━━━━━ Extracted information

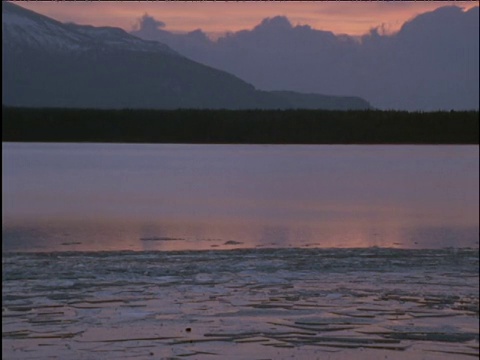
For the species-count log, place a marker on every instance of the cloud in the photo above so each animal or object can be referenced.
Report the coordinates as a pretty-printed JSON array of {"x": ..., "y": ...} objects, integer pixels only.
[
  {"x": 148, "y": 24},
  {"x": 431, "y": 63}
]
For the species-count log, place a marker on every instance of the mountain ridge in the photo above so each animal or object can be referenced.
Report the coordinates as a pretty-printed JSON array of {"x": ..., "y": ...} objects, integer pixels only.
[{"x": 46, "y": 63}]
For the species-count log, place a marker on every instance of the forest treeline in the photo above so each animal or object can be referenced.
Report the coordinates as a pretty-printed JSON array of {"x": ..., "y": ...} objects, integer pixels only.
[{"x": 239, "y": 126}]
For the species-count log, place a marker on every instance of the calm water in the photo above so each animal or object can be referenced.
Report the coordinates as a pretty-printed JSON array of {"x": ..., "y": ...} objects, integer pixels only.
[{"x": 63, "y": 197}]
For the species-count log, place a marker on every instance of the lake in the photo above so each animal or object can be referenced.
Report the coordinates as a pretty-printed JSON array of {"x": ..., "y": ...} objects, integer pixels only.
[
  {"x": 307, "y": 252},
  {"x": 106, "y": 197}
]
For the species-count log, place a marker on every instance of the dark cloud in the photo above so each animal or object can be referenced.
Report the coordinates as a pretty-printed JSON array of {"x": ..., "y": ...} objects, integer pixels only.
[{"x": 431, "y": 63}]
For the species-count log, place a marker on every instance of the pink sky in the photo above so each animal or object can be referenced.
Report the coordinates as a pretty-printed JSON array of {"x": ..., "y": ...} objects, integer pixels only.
[{"x": 216, "y": 17}]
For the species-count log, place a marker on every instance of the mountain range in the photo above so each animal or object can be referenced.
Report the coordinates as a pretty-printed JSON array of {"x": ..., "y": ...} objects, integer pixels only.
[
  {"x": 431, "y": 63},
  {"x": 46, "y": 63}
]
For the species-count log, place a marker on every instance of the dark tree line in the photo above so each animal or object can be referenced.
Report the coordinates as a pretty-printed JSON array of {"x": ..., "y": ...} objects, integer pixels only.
[{"x": 239, "y": 126}]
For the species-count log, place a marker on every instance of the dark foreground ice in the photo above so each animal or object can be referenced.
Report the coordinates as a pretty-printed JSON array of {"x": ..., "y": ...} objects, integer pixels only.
[{"x": 370, "y": 303}]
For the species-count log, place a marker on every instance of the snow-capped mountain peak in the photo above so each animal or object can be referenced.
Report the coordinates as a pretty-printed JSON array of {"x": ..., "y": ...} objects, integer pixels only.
[{"x": 22, "y": 27}]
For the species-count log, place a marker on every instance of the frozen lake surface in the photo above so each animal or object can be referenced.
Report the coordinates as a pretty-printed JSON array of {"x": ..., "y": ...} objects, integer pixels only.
[
  {"x": 242, "y": 304},
  {"x": 239, "y": 252}
]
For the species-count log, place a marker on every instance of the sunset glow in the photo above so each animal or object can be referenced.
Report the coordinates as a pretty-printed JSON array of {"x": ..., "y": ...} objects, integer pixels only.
[{"x": 216, "y": 18}]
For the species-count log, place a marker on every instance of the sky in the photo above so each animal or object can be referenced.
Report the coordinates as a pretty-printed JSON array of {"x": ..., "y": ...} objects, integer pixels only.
[{"x": 218, "y": 17}]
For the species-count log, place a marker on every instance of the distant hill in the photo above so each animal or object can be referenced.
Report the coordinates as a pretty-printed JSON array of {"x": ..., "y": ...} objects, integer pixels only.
[
  {"x": 431, "y": 63},
  {"x": 46, "y": 63}
]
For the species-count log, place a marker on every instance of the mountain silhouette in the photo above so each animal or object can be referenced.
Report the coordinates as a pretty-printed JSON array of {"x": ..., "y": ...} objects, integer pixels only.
[
  {"x": 431, "y": 63},
  {"x": 46, "y": 63}
]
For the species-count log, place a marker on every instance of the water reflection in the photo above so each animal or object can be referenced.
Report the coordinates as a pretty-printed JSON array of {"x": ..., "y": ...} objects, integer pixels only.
[{"x": 83, "y": 197}]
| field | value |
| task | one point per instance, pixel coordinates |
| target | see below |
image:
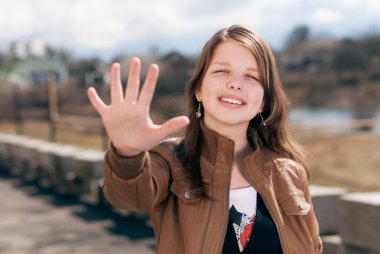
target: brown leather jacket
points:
(184, 223)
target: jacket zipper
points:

━━━━━━━━━━

For each line above, output its wording exactly and leave out any picture.

For the species-count log, place a marker on every instance of the cloud in the photo above so each animal or object can be referenced.
Report the coordinates as a pretty-printed JSON array of {"x": ..., "y": ...} objects, integer pixels only.
[
  {"x": 148, "y": 24},
  {"x": 431, "y": 63}
]
For the species-count log, place a marker on every instance of the mountain ridge in the photo above so each animal or object can be referenced.
Report the coordinates as a pretty-printed JSON array of {"x": ..., "y": ...} objects, integer pixels only.
[{"x": 46, "y": 63}]
For the species-count log, place a marker on every instance of the forest treeline in the photo above so each animal or object can be referenced.
Report the coordinates as a pretty-printed JSON array of {"x": ..., "y": ...} objects, integer pixels only.
[{"x": 239, "y": 126}]
For the species-count log, place a marker on every instance of the calm water in the photo above so each animal or object can be referenced.
Report the coordinates as a pretty-printed JSON array of {"x": ..., "y": ...} objects, integer pixels only.
[{"x": 63, "y": 197}]
For the species-count log, place a marker on every instance of the lake in the photo above so each animal or object can be referenced.
Report the coordinates as a pretty-printed JSON array of {"x": ..., "y": ...} objects, integer pixels only.
[
  {"x": 307, "y": 252},
  {"x": 106, "y": 197}
]
For the species-count log, place a marker on every instance of the dark cloud in the photo above so each animal or object can be referenced.
Report the coordinates as a pretty-printed JSON array of {"x": ..., "y": ...} objects, integer pixels only.
[{"x": 431, "y": 63}]
For the species-count log, place a marker on every instance of the pink sky in the photo above so each animal or object can be referenced.
Report the coordinates as a pretty-printed JSON array of {"x": ..., "y": ...} objects, integer pixels only.
[{"x": 216, "y": 17}]
For the species-count log, place a marker on every instance of the mountain range in the photo above so each animal or object can be referenced.
Report the coordinates as a pretty-printed JSON array of {"x": ..., "y": ...} objects, integer pixels only.
[
  {"x": 431, "y": 63},
  {"x": 46, "y": 63}
]
For the species-count log, place a marker on every instance of the dark tree line in the photo above so each animal or object can be referenced.
Report the coordinates as a pretty-printed JSON array of {"x": ..., "y": ...} objects, integer pixels only.
[{"x": 239, "y": 126}]
For the species-count log, place a marker on every instance of the dark foreground ice in the photo above so each animal or object can be referenced.
Report the coordinates as a pretty-printed JSON array of {"x": ..., "y": ...} objects, integer pixels only.
[{"x": 370, "y": 303}]
For the species-count log, place a marker on every instance of the snow-capped mountain peak in the photo above so each animal or object can be referenced.
Report the coordinates as a pretty-printed JSON array of {"x": ..., "y": ...} objects, integer pixels only.
[{"x": 22, "y": 27}]
For the species-count log, place a marker on every instance of the frozen lake surface in the photo above so each animal or object can be referenced.
Report the coordinates as a pretty-printed JSON array of {"x": ..., "y": ...} objects, integer pixels only.
[
  {"x": 242, "y": 304},
  {"x": 239, "y": 252}
]
For the species-count log, place a marker on every instance of the sunset glow in the photo above so each animal or object can be referenced.
Report the coordinates as a pretty-printed JSON array of {"x": ..., "y": ...} objects, integer pixels only.
[{"x": 216, "y": 18}]
For the species-count log, place a marker on every instance of the sky in the photo above so each animal or object can be referenced.
Report the coordinates as a pretty-printed JSON array of {"x": ..., "y": ...} objects, integer pixels only.
[{"x": 218, "y": 17}]
For the species-count log, place a marker on every instance of the distant hill in the photo above so each animal or object can be referenced.
Report the coordinates as a pretty-printed JSON array of {"x": ..., "y": ...} objects, integer pixels only.
[
  {"x": 431, "y": 63},
  {"x": 46, "y": 63}
]
For the species-count log, place a marker on every instance of the mountain silhouette in the photo above so each animal or object can be referenced.
Report the coordinates as a pretty-printed JSON array of {"x": ..., "y": ...} objects, integer pixels only.
[
  {"x": 431, "y": 63},
  {"x": 46, "y": 63}
]
For the species-count log, place a marker on every instance of the water reflection in the photo above so each animal or object can be referenced.
Report the coordinates as a pretty-printed JSON array of {"x": ..., "y": ...} objects, integer pixels only.
[{"x": 83, "y": 197}]
| field | value |
| task | one point per instance, pixel coordinates |
| target | see below |
image:
target: brown leather jacket
points:
(184, 223)
target: jacket zipper
points:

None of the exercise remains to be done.